Put the whole amount of flour on the table or the kneading machine. Build a hole in the middle, crumble in the yeast, use luke warm water out of the bottle or the tap... Just a pinch of sugar into it to get the yeast going... Leave it to rest for 10 minutes until the yeast, sugar water mix forms a "muschroom like "dome".knead it, not all the way through just a little and let it rest for at least 12 hours maybe even 18... From there on the process is absolutly the same as yours.. With 18 hours the dough is more firm and dense and still bubbleing... Yeast isn't happy with sitting in a fridge at all .. as you know.. so 18 should be good.. never tried 24 h before... without putting it in the fridge.. While letting the dough still rise outside of the fridge... cope it with olive oil... which should be incorperated during the kneading process at the end to give it a final twist.. When the dough has fermented for at least 3 to 4 days... a few hours before making the pizzas cut 2 garlic gloves in small pieces... cope with olive oil and a pinch of salt. Finish the pizza when its on the verge of being put in the oven with a brushing of the garlic/salt oil mixture on the edge all around... Hope that helped for some advice getting the perfect restaurant like pizza going a little more to the extreme Very Happy... Excuse the typos and misspellings please... Great blog anyways... Marcel



I too, am an avid reader of your blog. Being Danish and thus accustomed to the metric scale, I have noticed that you in other recipes have used metric scale. I urge you to do so consistently - or at least alternatively. It may also alleviate confusion such as the above. I am a great admirer of Reinhardt and his bakers formula approach and will leave you with my favorite dough recipe of his: (works for pizza, foccaie, breads...) g=grams

1000 g. flour
650 g, ice cold water
25 g. salt
10 g. fresh bakers yeast

Knead for 8-10 min. Transfer to oiled bowl, covered in film. Refrigerate 12-24 hours. Divide and proof at room temp. 1-2 hours. Bake at absolute max. temp. For large loaves add steam and reduce heat accordingly.

Keep kneading...!

- SOURCE DATA:
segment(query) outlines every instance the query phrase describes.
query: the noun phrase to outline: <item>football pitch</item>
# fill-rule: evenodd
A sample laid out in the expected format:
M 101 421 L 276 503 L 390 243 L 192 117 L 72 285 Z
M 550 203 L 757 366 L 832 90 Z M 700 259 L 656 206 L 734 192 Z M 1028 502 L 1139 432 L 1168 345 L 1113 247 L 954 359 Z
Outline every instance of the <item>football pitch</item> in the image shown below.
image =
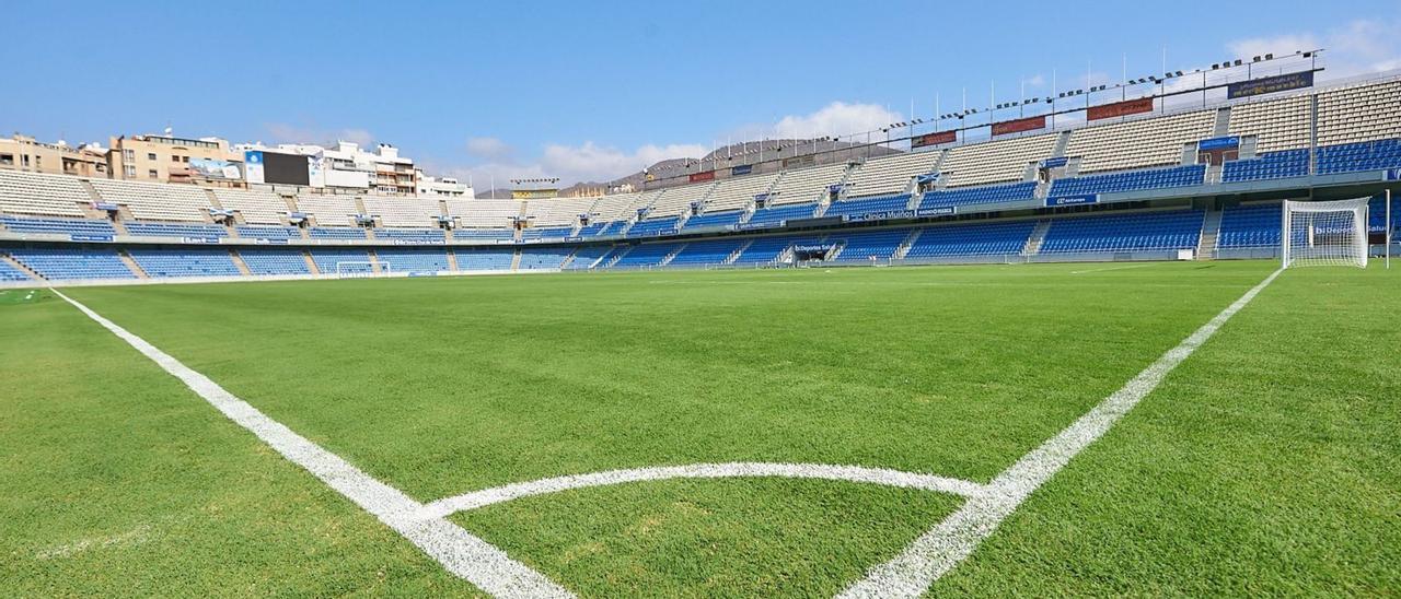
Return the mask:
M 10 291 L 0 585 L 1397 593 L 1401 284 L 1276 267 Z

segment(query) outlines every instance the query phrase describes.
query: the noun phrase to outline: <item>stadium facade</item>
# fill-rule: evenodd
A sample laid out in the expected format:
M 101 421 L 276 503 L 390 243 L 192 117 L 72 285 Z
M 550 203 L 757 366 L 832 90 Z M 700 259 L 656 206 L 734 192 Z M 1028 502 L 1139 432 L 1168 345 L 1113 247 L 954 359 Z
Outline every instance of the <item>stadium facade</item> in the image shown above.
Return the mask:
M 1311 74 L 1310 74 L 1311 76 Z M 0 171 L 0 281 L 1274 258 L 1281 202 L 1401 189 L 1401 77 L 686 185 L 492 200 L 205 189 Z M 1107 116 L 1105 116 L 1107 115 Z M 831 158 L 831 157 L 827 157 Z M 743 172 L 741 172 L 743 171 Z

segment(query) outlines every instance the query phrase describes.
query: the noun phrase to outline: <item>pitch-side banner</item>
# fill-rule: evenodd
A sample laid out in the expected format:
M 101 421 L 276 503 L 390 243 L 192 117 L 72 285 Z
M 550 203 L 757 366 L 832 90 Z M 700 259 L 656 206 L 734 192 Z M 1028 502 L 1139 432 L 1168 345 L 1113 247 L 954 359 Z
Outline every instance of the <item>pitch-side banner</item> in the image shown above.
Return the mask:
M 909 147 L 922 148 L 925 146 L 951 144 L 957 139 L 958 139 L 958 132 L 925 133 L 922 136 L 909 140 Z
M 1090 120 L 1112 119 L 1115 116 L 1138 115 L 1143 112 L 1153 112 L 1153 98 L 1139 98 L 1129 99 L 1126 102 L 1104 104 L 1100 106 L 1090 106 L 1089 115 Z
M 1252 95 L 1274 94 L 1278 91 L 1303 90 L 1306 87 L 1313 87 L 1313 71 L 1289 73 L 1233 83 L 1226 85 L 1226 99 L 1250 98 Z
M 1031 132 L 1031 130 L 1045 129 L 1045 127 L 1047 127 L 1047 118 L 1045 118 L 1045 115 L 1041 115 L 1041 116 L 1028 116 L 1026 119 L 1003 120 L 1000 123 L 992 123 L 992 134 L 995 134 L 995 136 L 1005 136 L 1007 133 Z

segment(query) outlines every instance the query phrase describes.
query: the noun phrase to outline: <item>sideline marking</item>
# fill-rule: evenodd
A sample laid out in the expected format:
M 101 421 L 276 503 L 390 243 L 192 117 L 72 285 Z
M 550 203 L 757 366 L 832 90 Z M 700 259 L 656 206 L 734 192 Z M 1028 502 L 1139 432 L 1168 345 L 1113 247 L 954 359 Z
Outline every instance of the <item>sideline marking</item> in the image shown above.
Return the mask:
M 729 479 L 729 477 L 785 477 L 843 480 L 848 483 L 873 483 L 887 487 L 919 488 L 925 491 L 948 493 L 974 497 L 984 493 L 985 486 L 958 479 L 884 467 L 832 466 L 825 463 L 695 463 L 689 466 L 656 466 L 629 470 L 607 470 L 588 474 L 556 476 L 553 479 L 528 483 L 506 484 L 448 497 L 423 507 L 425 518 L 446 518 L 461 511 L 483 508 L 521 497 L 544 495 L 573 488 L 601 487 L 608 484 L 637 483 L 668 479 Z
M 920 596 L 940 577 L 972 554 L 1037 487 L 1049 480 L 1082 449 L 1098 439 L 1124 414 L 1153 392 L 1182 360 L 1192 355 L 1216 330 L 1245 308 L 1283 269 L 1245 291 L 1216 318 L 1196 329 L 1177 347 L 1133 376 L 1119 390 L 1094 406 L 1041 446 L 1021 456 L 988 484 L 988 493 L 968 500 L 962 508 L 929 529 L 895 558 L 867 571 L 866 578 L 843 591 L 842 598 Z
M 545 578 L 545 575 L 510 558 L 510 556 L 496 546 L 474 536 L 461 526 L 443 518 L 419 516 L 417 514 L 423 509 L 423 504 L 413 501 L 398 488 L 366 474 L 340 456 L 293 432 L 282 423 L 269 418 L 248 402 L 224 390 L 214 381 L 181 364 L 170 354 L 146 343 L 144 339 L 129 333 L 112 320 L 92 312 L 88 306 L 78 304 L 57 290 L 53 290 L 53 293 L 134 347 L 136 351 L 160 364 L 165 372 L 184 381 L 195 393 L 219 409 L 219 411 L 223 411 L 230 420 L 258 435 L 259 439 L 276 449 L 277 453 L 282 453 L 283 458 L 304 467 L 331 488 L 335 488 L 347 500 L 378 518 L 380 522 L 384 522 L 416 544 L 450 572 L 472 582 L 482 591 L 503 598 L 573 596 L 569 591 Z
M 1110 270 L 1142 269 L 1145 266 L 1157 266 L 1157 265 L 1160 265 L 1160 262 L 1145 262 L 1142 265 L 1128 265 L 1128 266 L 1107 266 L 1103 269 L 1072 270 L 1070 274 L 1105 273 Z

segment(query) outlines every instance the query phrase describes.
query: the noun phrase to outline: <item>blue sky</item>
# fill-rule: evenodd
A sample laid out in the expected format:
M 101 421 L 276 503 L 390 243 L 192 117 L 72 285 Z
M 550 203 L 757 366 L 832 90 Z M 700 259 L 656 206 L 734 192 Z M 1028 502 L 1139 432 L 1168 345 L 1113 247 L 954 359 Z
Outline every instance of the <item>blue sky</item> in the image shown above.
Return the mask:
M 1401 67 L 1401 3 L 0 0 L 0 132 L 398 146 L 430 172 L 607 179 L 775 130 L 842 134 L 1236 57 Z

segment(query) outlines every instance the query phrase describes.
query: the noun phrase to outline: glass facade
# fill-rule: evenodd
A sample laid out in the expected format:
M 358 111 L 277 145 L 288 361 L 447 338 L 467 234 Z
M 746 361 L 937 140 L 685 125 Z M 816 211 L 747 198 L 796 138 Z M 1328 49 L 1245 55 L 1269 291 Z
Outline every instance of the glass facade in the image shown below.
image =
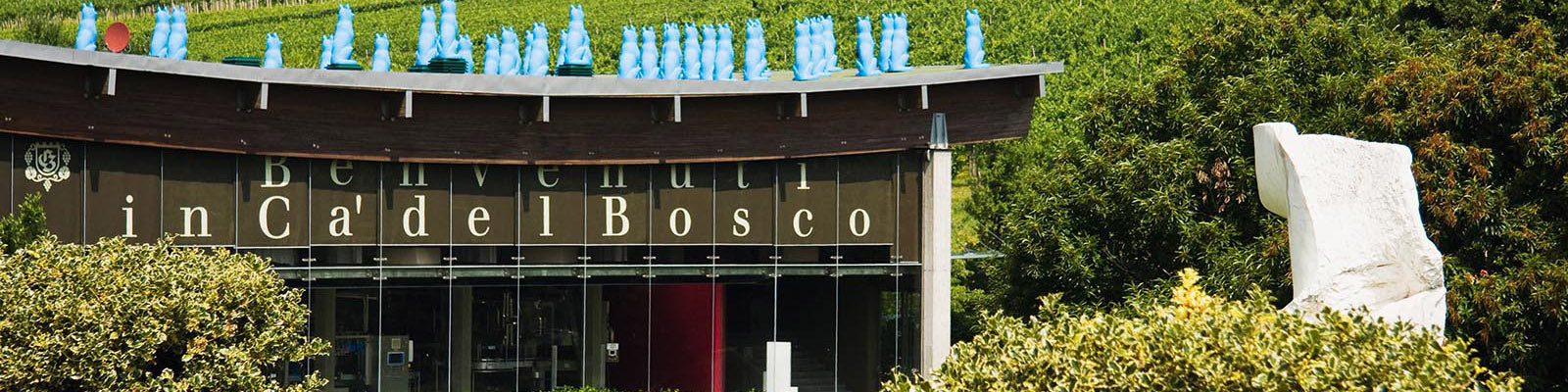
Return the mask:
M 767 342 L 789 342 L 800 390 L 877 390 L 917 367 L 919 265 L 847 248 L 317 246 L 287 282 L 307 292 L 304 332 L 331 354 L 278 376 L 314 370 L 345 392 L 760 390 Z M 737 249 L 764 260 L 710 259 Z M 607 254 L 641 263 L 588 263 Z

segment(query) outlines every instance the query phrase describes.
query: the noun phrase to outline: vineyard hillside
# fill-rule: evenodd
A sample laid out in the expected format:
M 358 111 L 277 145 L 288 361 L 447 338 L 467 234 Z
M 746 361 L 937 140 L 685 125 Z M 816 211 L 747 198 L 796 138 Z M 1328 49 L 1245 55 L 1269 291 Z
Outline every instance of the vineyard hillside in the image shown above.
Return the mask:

- DIRECTIONS:
A: Can you extract the part of the pizza dough comments starting with "1000 g. flour" and going on through "reduce heat accordingly."?
B: Do these statements agree with the pizza dough comments? For each, answer yes or no and quote the deciding words.
(i) The recipe from the Danish commenter uses 650 g of ice cold water.
(ii) The commenter who signs as Marcel has tried letting the dough rest for 24 hours outside the fridge.
(iii) The recipe from the Danish commenter says to bake at a low temperature.
The entries come from a different source than the pizza dough comments.

- TASK ANSWERS:
A:
1000 g. flour
650 g, ice cold water
25 g. salt
10 g. fresh bakers yeast

Knead for 8-10 min. Transfer to oiled bowl, covered in film. Refrigerate 12-24 hours. Divide and proof at room temp. 1-2 hours. Bake at absolute max. temp. For large loaves add steam and reduce heat accordingly.

B:
(i) Yes: "650 g, ice cold water"
(ii) No: "never tried 24 h before... without putting it in the fridge"
(iii) No: "Bake at absolute max. temp."